▸ **Exercise requirements**
Which lines in the material below contain the word "track", counting only matches with the same capitalization? List every such line in full.

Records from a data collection
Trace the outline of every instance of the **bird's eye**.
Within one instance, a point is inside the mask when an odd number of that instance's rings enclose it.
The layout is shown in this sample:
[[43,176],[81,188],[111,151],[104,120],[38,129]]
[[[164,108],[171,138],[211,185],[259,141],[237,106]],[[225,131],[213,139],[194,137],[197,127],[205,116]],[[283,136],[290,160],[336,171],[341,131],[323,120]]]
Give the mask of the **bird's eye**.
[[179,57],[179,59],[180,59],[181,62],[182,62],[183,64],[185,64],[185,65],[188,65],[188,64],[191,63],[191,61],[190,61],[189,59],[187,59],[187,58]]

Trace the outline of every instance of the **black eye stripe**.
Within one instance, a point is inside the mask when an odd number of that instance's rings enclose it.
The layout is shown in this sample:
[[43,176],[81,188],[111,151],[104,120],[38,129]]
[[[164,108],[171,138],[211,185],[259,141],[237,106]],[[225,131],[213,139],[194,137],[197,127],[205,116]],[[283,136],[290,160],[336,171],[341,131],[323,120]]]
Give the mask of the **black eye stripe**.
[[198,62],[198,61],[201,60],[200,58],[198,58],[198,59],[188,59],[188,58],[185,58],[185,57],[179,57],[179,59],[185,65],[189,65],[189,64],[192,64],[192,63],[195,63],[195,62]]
---
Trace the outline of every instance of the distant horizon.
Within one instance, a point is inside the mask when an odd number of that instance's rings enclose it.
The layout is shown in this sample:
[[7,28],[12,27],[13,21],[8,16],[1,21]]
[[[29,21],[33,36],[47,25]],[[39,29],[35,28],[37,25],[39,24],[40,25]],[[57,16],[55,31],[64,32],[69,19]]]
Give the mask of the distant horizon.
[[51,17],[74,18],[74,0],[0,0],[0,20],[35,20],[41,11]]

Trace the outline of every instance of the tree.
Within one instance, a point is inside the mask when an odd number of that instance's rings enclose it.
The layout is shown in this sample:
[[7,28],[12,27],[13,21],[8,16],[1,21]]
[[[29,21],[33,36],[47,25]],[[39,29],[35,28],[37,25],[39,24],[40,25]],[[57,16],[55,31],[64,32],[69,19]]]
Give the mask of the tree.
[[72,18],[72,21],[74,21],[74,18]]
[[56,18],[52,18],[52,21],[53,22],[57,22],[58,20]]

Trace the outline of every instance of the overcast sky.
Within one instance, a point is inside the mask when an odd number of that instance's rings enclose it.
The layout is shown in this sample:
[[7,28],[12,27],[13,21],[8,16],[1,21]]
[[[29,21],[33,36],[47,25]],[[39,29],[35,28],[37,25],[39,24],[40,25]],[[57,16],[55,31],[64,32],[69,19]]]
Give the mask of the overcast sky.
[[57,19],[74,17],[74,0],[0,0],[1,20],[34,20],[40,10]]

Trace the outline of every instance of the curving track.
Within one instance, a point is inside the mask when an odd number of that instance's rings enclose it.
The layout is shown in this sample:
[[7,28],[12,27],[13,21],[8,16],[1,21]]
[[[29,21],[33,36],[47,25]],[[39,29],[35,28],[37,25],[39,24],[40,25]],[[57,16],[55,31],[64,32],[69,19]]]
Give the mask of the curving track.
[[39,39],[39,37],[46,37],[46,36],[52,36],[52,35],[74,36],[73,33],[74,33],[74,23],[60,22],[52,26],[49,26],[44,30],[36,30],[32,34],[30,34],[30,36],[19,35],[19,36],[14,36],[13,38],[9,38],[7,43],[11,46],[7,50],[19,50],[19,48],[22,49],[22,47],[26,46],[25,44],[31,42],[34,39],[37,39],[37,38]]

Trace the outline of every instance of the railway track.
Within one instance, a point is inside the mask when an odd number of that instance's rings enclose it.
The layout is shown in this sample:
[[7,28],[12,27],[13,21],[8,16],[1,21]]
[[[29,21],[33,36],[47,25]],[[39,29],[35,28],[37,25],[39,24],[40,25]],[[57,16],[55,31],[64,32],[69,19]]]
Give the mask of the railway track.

▸ **Solution for this problem**
Trace the outline of every instance of the curving track.
Give the mask of the curving track.
Trace the outline of every instance of the railway track.
Give the mask of the railway track.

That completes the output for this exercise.